-- Opening Marker --

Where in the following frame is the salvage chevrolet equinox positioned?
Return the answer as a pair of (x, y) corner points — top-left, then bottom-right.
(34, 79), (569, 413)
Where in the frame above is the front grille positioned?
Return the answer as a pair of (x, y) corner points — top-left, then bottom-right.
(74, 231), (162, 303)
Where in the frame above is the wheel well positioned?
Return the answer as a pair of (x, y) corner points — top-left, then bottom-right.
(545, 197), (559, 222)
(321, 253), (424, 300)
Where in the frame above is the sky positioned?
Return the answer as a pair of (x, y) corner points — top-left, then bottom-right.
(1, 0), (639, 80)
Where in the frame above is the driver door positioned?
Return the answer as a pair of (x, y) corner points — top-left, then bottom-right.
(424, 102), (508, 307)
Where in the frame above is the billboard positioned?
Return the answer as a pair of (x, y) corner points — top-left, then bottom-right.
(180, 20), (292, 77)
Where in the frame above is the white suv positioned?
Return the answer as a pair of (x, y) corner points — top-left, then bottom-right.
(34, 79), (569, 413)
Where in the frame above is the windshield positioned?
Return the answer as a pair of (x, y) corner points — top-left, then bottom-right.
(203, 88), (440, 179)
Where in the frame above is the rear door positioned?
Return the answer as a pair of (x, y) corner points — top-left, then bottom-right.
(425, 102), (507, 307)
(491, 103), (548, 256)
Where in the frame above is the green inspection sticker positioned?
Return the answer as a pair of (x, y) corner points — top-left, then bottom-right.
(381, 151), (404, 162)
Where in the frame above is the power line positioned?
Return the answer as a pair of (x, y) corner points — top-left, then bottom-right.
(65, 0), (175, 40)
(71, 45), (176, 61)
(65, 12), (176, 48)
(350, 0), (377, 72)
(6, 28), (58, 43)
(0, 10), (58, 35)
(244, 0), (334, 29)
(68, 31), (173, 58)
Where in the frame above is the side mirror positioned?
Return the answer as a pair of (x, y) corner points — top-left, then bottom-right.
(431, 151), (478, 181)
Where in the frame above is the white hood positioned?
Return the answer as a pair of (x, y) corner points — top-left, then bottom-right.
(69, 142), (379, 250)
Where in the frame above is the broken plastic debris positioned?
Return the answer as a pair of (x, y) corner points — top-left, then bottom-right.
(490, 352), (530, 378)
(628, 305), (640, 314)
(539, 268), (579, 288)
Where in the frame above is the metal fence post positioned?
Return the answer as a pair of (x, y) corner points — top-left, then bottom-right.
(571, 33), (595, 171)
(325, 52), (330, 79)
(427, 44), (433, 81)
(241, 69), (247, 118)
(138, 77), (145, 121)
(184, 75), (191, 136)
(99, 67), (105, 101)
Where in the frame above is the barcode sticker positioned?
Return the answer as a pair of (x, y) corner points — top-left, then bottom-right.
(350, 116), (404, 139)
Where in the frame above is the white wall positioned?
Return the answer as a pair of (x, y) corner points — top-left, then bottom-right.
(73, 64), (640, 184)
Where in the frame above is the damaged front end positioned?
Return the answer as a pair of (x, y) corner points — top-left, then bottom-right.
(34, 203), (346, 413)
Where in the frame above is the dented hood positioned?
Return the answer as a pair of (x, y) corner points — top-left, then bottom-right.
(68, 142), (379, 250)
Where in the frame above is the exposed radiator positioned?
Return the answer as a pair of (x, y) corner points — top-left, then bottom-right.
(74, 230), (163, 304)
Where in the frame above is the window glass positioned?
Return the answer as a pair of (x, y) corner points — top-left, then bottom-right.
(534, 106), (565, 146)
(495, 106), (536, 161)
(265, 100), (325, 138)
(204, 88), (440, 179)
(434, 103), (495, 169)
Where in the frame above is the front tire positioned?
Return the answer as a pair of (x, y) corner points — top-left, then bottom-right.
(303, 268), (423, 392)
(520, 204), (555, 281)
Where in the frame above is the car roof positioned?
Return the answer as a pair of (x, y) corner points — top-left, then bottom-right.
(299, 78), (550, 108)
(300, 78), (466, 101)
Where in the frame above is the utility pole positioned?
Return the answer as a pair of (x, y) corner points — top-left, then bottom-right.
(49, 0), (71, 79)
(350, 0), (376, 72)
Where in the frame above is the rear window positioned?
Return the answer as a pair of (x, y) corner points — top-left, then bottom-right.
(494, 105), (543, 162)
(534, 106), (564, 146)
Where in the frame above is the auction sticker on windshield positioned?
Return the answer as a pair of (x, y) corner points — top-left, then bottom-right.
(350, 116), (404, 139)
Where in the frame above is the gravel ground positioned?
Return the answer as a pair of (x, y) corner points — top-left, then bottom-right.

-- Closing Marker --

What to do =>
How many lines of the material contain the string "hood"? Answer with the number and nothing else.

Solution =>
2